EXERCISE PROMPT: Carry on the piece about paying off consumer debt with the debt snowball, starting right after its last sentence.

TEXT SHOWN:
........

Paying off consumer debt is very important for your financial health. My husband and I spent the first 5 years of our marriage digging ourselves into a hole of more than $80,000 in consumer debt. In 2015 we started our journey of getting out of debt. With a household income that hovers right around $50,000, it has been a long journey. When we first started our journey we needed a plan to get out of debt. There are two major mathematical equations to get out of debt – the debt snowball vs the debt avalanche. Today, we are going to discuss the debt snowball and how it might be the right choice for your family.
If you are new to budgeting you may want to check out this post first:
Creating a Budget for a Happy and Secure Home
Why should I pay off debt?
You definitely want a big reason for paying off your debt. If you don’t have a big enough reason why you will struggle to follow through with your plan. Other than your personal reason why for paying off debt because debt is risky. Your paycheck is not truly yours and you’ll continue to need to make payments regardless of job loss and illness etc. It is a burden. Until you have paid off your debt you’ll be shackled to the lender.
Paying off your debt will give you freedom. This freedom will allow you to spend your money based on your values. You will be able to invest more into your future and if something is to go wrong like job loss or illness you won’t be burdened with collections if you are unable to pay your bills.
While we are not completely debt free at this point we have felt such a sigh of relief as we pay off each credit card or loan. That is one less lender we have to deal with and one less bill that needs to be paid every month. We have a bit more wiggle room in our budget now to pay off our other debts, save for emergencies, and enjoy a bit of our hard earned money.
What is the debt snowball?
The debt snowball is a debt repayment method where you list your debts in order from smallest to largest regardless of interest rate.
List all of your debts smallest to largest
Credit Card 1: $250 @ 16.7% minimum payment $25
Credit Card 2: $567 @ 12.2% minimum payment $25
Medical Bill: $890 @ 18.3% minimum payment $50
Credit Card 3: $2,563 @ 27% minimum payment $100
Car Loan: $15,745 @ 5.5% minimum payment $350
Pay your minimum payments on all of your debts except the smallest debt. This is the debt you will want to put every extra penny into to pay off quickly. By concentrating on just one debt at a time you will be able to pay it off quicker.

........

RECORDS:
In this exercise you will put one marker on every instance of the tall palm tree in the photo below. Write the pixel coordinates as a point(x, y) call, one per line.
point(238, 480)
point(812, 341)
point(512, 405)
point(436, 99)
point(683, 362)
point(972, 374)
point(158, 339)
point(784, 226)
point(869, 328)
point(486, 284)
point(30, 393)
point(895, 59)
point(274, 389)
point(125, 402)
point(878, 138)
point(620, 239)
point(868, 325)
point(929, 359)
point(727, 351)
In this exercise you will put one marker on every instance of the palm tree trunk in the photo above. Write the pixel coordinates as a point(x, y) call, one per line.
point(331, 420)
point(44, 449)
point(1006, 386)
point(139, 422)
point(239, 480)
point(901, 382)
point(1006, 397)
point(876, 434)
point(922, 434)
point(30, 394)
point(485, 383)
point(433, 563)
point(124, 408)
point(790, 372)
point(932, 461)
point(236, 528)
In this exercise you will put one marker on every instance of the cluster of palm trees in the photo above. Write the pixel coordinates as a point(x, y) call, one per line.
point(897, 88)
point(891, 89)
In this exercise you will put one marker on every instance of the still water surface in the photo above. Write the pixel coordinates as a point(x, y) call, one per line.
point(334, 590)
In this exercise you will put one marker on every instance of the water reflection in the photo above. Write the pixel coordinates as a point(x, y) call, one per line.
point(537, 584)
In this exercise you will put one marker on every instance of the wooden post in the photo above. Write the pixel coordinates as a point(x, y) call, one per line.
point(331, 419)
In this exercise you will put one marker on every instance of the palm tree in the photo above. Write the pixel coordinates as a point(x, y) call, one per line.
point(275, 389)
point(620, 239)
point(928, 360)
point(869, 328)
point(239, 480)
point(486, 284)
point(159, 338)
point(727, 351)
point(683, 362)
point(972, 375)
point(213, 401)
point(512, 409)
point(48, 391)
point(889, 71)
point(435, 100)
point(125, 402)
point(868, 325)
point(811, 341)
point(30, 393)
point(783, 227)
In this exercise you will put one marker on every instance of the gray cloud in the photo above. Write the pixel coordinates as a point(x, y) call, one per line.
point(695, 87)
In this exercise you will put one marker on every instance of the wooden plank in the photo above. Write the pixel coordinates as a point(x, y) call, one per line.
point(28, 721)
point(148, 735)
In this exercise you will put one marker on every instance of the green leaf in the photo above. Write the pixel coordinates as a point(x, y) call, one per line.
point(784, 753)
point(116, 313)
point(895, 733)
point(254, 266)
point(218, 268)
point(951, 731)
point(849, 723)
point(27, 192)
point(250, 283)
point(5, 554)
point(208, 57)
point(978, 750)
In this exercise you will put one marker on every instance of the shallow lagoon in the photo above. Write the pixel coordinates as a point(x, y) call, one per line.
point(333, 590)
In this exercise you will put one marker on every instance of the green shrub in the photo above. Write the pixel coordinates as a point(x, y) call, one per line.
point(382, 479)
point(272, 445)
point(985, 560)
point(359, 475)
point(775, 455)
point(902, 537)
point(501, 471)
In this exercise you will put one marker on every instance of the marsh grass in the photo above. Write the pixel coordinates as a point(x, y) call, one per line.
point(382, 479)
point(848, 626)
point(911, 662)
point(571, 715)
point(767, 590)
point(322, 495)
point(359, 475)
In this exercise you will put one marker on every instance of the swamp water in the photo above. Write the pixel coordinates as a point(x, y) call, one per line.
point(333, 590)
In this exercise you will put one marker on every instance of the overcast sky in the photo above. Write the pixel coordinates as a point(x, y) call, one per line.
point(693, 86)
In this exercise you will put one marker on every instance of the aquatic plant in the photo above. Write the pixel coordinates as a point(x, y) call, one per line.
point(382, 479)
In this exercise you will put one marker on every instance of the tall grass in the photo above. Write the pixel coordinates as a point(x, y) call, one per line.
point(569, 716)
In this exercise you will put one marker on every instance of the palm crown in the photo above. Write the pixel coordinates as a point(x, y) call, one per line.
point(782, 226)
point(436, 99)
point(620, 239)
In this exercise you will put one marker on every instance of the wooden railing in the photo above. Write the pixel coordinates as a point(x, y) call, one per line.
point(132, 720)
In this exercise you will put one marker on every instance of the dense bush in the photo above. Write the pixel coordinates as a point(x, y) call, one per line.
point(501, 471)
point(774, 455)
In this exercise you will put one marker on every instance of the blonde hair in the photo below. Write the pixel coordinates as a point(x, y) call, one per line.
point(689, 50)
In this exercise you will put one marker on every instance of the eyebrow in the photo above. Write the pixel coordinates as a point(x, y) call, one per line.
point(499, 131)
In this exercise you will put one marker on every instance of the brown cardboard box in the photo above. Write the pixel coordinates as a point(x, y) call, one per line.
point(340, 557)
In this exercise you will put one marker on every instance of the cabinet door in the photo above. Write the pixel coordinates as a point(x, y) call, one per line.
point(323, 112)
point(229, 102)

........

RESULT OF THIS EXERCISE:
When your first debt is paid off you’ll take your minimum payment and add it to the next debt on the list. Now, in the example above your payment on credit card, 2 will be $50 plus any extra money you are able to put toward it. You will continue to roll your payments into the next debt until your debt snowball is complete.
Why would I use the debt snowball?
In the example above you are probably thinking it is pretty silly to use the debt snowball when some of those interest rates are so high. Yes, with the debt snowball you may end up paying a bit more in interest. However, the debt snowball is about giving you those little wins along the way. This is a marathon, not a sprint. You most likely won’t get out of debt in just a few months. By using the debt snowball you will be paying off debts along the way which is encouraging especially in the beginning.
The debt snowball is a motivation tool when you are paying off a large sum of consumer debt.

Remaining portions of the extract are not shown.